■ **JOB**: Please reproduce the lines below word for word, starting at the first line and ending with the line that holds "[[0, 317, 933, 641]]", both included.

■ **MATERIAL PROVIDED**:
— BEGIN —
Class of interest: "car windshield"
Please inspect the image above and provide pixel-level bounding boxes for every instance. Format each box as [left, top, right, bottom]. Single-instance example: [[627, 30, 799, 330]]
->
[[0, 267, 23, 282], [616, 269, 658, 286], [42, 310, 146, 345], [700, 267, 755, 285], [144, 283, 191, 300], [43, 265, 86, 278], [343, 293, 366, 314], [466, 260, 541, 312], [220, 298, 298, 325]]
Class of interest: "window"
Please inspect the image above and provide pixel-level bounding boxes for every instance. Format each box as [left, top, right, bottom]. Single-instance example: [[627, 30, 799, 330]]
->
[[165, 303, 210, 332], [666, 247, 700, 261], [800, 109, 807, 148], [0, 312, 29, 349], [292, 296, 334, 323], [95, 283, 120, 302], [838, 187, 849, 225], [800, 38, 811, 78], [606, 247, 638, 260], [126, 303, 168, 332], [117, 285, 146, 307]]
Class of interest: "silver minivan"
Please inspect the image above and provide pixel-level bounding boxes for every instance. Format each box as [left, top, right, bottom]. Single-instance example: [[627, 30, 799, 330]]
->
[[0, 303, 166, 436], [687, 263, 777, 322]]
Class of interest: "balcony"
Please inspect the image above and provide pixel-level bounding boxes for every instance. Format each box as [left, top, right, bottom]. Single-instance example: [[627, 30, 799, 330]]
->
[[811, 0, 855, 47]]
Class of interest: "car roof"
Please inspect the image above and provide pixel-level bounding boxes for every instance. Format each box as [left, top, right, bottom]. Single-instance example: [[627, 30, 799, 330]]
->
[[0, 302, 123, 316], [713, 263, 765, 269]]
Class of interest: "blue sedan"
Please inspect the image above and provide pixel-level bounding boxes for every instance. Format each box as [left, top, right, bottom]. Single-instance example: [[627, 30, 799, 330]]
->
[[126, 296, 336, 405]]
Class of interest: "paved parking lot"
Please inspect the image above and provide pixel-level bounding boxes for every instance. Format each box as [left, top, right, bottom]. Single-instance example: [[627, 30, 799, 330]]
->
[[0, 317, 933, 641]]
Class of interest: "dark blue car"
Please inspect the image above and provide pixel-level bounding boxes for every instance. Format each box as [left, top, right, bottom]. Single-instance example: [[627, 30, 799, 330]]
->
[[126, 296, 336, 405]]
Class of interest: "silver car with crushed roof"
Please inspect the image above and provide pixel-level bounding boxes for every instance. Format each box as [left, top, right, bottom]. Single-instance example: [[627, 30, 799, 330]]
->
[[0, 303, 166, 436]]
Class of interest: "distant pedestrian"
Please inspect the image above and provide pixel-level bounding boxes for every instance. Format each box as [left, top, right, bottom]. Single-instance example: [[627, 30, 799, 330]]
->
— END —
■ **CORRECT ANSWER**:
Class of interest: "car windshield"
Please inspect the image above and provide pixel-level bounding boxes for every instance. Format each box as [left, top, right, bottom]. Single-instance example: [[627, 30, 799, 330]]
->
[[0, 267, 23, 282], [616, 269, 658, 286], [42, 310, 146, 345], [700, 267, 755, 285], [144, 283, 191, 300], [43, 265, 86, 278], [343, 293, 366, 314], [466, 260, 541, 312], [220, 298, 298, 325]]
Class of interest: "window"
Please inspect the image above and provide pixel-level bounding boxes for every instance. Format each box as [left, top, right, bottom]. Single-instance example: [[627, 30, 799, 330]]
->
[[165, 303, 210, 332], [666, 247, 700, 261], [800, 109, 807, 148], [0, 312, 29, 349], [292, 296, 334, 323], [95, 283, 120, 302], [838, 187, 849, 225], [800, 38, 811, 78], [606, 247, 638, 260], [126, 303, 168, 332], [117, 285, 146, 307]]
Class of interest: "silver minivan"
Please inspect the image above and provide pixel-level bounding boxes for every instance. Format each box as [left, top, right, bottom]. Single-instance example: [[627, 30, 799, 330]]
->
[[0, 303, 166, 436], [687, 263, 777, 322]]
Class of interest: "balcony"
Please inspect the image above and provide pixel-level bounding boxes for every instance. Format each box as [left, top, right, bottom]. Single-instance example: [[627, 30, 799, 330]]
->
[[811, 0, 855, 47]]
Class of interest: "car roof"
Please inspect the image above and provide pixel-level bounding boxes for every instance. Format each box as [left, top, right, bottom]. Single-instance example: [[627, 30, 799, 330]]
->
[[0, 302, 123, 316], [713, 263, 765, 269]]
Class of interest: "blue sedan"
Please inspect the image above and provide pixel-level bounding boxes for every instance. Format each box as [left, top, right, bottom]. Single-instance example: [[627, 30, 799, 330]]
->
[[126, 296, 336, 405]]
Class of interest: "paved parking lot"
Please inspect the image above and provide pixel-level bounding boxes for every instance. Format each box as [left, top, right, bottom]. Single-instance example: [[627, 30, 799, 330]]
->
[[0, 317, 933, 641]]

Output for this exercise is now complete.